§ **YOUR INSTRUCTIONS**:
Omit all pictures, then retype the data exactly as given.

§ **Collected data entries**:
· · · · · · ·

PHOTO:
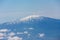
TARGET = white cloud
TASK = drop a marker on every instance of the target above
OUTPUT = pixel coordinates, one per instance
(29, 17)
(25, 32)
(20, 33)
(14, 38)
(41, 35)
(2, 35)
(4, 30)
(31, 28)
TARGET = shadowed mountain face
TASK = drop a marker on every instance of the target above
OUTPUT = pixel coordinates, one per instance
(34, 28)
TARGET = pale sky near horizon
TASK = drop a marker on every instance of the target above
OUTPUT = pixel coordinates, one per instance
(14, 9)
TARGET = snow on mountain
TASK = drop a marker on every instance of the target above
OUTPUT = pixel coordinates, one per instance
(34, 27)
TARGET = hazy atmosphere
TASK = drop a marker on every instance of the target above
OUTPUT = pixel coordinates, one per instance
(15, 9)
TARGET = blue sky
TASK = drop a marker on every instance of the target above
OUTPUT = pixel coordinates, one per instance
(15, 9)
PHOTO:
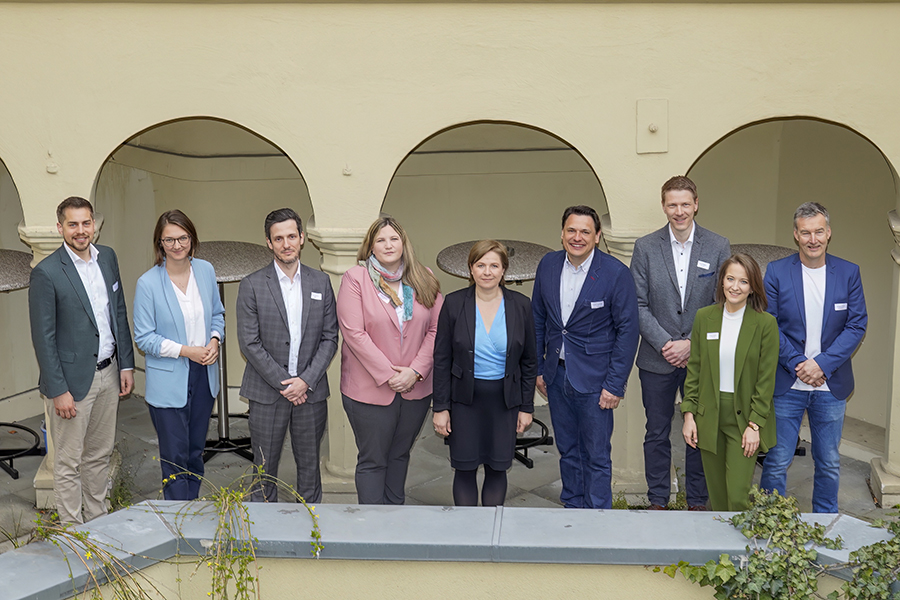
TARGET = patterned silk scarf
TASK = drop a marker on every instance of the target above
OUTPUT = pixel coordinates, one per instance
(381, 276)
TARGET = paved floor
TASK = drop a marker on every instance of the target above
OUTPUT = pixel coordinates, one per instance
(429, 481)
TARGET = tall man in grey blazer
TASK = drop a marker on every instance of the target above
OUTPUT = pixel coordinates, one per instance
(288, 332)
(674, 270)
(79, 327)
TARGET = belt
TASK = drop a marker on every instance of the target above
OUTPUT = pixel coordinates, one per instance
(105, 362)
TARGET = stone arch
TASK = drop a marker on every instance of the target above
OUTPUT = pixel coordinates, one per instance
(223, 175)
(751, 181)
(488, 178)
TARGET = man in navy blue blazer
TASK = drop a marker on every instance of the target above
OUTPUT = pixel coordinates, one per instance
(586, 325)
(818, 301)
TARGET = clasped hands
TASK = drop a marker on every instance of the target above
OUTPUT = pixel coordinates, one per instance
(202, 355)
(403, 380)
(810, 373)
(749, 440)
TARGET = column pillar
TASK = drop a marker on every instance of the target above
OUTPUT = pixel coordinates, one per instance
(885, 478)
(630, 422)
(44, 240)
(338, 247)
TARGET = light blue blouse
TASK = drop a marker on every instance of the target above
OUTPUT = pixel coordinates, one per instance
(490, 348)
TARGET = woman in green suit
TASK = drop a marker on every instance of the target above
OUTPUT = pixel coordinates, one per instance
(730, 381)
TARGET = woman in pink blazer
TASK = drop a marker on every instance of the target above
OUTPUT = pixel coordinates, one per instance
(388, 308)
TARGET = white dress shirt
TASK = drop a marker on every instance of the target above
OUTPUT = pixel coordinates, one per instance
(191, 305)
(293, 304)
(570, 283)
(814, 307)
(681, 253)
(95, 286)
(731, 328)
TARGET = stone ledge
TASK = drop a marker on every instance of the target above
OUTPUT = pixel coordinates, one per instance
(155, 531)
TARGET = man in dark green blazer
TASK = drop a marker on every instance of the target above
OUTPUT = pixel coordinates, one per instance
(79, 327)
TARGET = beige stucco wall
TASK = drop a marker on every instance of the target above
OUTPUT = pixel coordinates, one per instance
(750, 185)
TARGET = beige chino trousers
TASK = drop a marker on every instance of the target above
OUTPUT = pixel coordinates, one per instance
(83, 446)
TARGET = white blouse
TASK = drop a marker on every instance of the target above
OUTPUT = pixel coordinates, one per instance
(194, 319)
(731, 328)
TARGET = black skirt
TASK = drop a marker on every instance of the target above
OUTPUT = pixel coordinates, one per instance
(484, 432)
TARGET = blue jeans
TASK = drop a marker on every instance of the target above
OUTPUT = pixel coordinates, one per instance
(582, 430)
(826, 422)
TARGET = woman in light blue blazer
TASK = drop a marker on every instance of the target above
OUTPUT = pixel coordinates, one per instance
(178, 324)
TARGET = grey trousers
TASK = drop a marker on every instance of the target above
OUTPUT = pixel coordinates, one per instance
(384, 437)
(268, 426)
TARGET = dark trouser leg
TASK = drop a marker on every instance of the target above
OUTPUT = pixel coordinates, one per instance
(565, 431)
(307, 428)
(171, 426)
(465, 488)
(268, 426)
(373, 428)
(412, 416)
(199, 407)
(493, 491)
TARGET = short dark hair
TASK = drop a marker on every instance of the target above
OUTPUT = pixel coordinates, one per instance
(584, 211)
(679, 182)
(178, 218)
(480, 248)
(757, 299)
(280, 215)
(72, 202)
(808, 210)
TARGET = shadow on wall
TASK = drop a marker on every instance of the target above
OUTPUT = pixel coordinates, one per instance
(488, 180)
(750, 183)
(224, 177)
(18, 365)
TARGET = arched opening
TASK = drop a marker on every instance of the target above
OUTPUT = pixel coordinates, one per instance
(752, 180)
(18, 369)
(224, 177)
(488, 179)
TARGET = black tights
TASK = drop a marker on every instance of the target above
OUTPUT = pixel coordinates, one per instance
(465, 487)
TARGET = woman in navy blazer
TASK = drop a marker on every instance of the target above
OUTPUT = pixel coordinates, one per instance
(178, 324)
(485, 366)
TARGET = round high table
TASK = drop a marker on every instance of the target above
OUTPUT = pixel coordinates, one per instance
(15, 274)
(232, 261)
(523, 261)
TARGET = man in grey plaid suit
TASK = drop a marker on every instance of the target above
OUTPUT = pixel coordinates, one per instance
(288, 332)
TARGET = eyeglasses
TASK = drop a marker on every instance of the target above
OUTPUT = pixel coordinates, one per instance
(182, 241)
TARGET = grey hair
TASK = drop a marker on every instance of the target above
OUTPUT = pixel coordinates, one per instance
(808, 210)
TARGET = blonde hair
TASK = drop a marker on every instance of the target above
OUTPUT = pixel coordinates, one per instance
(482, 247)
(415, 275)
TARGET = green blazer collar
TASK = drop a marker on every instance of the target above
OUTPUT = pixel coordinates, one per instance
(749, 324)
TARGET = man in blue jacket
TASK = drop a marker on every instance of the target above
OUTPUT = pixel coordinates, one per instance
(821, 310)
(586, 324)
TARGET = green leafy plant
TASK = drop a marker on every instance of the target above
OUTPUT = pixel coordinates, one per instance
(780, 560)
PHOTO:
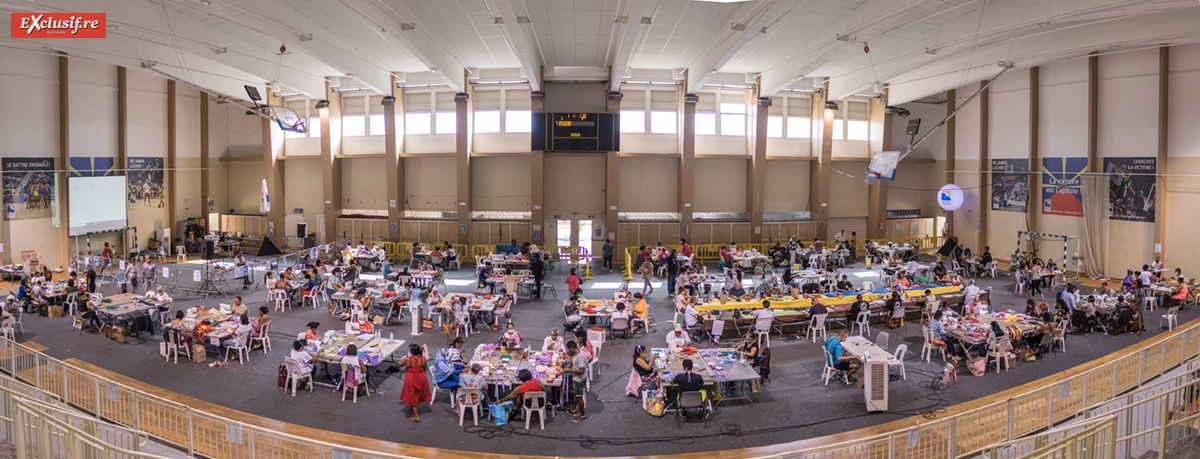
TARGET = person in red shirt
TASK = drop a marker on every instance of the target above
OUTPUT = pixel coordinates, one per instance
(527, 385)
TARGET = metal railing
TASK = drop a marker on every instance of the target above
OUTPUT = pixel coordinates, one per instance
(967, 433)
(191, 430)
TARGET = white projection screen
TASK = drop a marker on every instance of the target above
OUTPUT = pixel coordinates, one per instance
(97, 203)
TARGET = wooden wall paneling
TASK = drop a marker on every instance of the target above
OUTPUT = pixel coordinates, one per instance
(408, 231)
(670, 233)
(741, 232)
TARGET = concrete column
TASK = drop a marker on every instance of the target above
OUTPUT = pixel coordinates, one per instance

· · · · · · ·

§ **ANSWER TO THE TASK**:
PHOTO:
TARGET = white cloud
TASK = drop a marker on every instance of the target above
OUTPUT = pixel coordinates, one per instance
(29, 17)
(25, 32)
(20, 33)
(14, 38)
(41, 35)
(2, 35)
(4, 30)
(31, 28)
TARGET = shadowed mountain face
TASK = drop a marker on every instance of the target above
OUTPUT = pixel coordinates, one per instance
(34, 28)
TARGET = pale sky near horizon
TASK = drop a marker on every instance of the target above
OUTPUT = pixel coordinates, one per instance
(14, 9)
TARGET = snow on mountain
TASK = drop a marker on every instance of the target above
OUTPUT = pixel coordinates, one per instance
(34, 27)
TARGET = hazy atmosphere
TASK = drop a marker on every instance of the target above
OUTPUT = pixel coordinates, one per instance
(15, 9)
TARGET = blue sky
TASK = drop a marker on every instance of the target above
OUTPUT = pixel coordinates, one per instance
(15, 9)
PHOTO:
TARGET = patterned silk scarf
TASK = drop a marker on every instance of the target above
OUTPUT = pixel coordinates, one per instance
(381, 276)
TARGET = paved floor
TASK = drop a marker on every instance of the target above
OUTPUT = pixel coordinates, one per instance
(429, 481)
TARGET = tall man in grey blazer
TASK = drop a marker on every instance of the target above
OUTPUT = pixel coordinates, one per instance
(288, 332)
(674, 270)
(79, 327)
TARGET = belt
TASK = drop a marker on every instance of the target above
OUTPUT = pixel coordinates, one per instance
(105, 362)
TARGET = stone arch
TASK = drop a marker on every instance of the target above
OUTPUT = pixel coordinates, one per instance
(223, 175)
(751, 181)
(488, 178)
TARGET = man in navy blue blazer
TASK = drop a marker on every instance of the target above
OUTPUT = pixel coordinates, one per instance
(586, 325)
(818, 301)
TARGET = clasped hands
TASK = drop a marker on every instance of the target above
OUTPUT = pixel coordinates, one per instance
(202, 355)
(403, 380)
(810, 373)
(749, 440)
TARGET = column pillar
TASK = drop a marker on every instance of the target above
OUTPUT = pixel coordinates, one per instance
(885, 478)
(630, 422)
(44, 240)
(338, 247)
TARGET = light blue blouse
TASK = drop a marker on every instance of the target above
OUTPUT = pixel coordinates, one per instance
(490, 348)
TARGET = woman in green suit
TASK = drop a marker on every instance of the target above
OUTPUT = pixel coordinates, one per instance
(730, 381)
TARGET = woman in pink blazer
TASK = drop a marker on every instance of the target above
OUTPUT = pixel coordinates, one per instance
(388, 308)
TARGET = white dress shirt
TASK = drop a marker on every instance of the target above
OUTPUT = pixel coordinates, one per instance
(191, 305)
(293, 304)
(570, 283)
(814, 307)
(681, 253)
(95, 286)
(731, 328)
TARGET = stone ledge
TASK = drop a marker on every instance of the target above
OUTPUT = pixel coordinates, one per instance
(155, 531)
TARGET = man in dark green blazer
TASK = drop a marker on every instance of the target above
OUTPUT = pixel coordinates, one per instance
(79, 327)
TARGET = beige stucco wall
TASK = drop a marker on every instance of the target above
OUTPUT = pixel coordinates, one per instance
(750, 185)
TARGET = beige chino trousers
TASK = drop a marker on every instance of the target above
OUTPUT = pixel coordinates, one per instance
(83, 446)
TARGET = white blouse
TASK = drop a marker on every instance of the target above
OUTPUT = pixel coordinates, one per instance
(194, 319)
(731, 328)
TARGET = black skirt
TASK = drop a marker on every instance of the target above
OUTPUT = pixel coordinates, one per instance
(484, 432)
TARGET = blue jeans
TASK = drop a marker on every instance of the target above
OUTPUT = pixel coordinates, one per instance
(582, 430)
(826, 422)
TARGET = woman in light blue blazer
TASK = drop a marker on every instance of the target above
OUTPUT = pixel coordinates, one per instance
(178, 324)
TARGET = grey trousers
TASK = drop a marker on every instance of the target above
OUTPUT = pixel coordinates, one per instance
(384, 437)
(268, 426)
TARGET = dark trouser leg
TASK = drop a marker on every instance of the target above
OUTPUT = pixel coordinates, one per instance
(565, 431)
(307, 428)
(171, 426)
(465, 488)
(268, 426)
(373, 428)
(412, 416)
(199, 407)
(493, 491)
TARGET = short dark hair
TASK = drop a marker on every instance of the target above
OUTPUT = pixel coordinates, one per instance
(584, 211)
(679, 182)
(178, 218)
(480, 248)
(757, 299)
(280, 215)
(72, 202)
(808, 210)
TARGET = shadow on wall
TASK = drop a marker on every instance of the target above
OUTPUT = pixel coordinates, one per instance
(488, 180)
(750, 183)
(224, 177)
(18, 365)
TARGET = arched opening
TASK = drop a marker on every instance of the target above
OUTPUT = pixel coordinates, one per instance
(752, 180)
(18, 369)
(224, 177)
(488, 179)
TARGET = black tights
TASK = drop a marker on every instance of the target above
OUTPUT = pixel coordinates, one per instance
(465, 487)
TARGET = woman in navy blazer
TASK = drop a marker on every instance of the target above
OUTPUT = pixel coordinates, one per instance
(178, 324)
(485, 366)
TARGET = round high table
TASK = drop a marker on every instance of the target above
OUTPUT = pixel coordinates, one per instance
(15, 274)
(232, 261)
(523, 261)
TARGET = man in grey plaid suit
TASK = drop a marker on every instance of the target above
OUTPUT = pixel coordinates, one per instance
(288, 332)
TARGET = eyeglasses
TASK = drop a marker on every instance of the target above
OUTPUT = pixel coordinates, one per instance
(182, 241)
TARGET = grey hair
TASK = drop a marker on every instance of the target above
OUTPUT = pixel coordinates, one per instance
(808, 210)
TARGET = blonde hair
TASK = drop a marker on every instance of the target above
OUTPUT = pixel coordinates, one per instance
(482, 247)
(415, 275)
TARGET = green blazer collar
TASK = drop a marker on every instance of the target above
OUTPUT = pixel coordinates, one per instance
(749, 324)
TARGET = man in blue jacket
TASK = drop a marker on every instance of the target above
OUTPUT = pixel coordinates, one per instance
(821, 310)
(586, 324)
TARGET = green leafy plant
TASK = drop a marker on every instance of the target above
OUTPUT = pixel coordinates, one per instance
(780, 560)
PHOTO:
TARGET = person in red shirt
TASK = drop a marker on every instance of the target above
OUTPUT = pixel coordinates, one per instance
(527, 385)
TARGET = metal railing
TASK = drop a marker on every instance of the target above
OUTPUT = pixel coordinates, one per instance
(967, 433)
(191, 430)
TARGET = white projection screen
TASK = drop a marker on every instance of the target above
OUTPUT = pixel coordinates, one per instance
(97, 203)
TARGET = wooden wall paneling
TASK = drop a marker on every instance of the target above
OUTPUT = pixel coordinates, one per instance
(408, 231)
(670, 233)
(741, 232)
TARGET = concrete column
TASK = drop a marker on every instance of the target above
OUTPUT = pixel coordinates, one per instance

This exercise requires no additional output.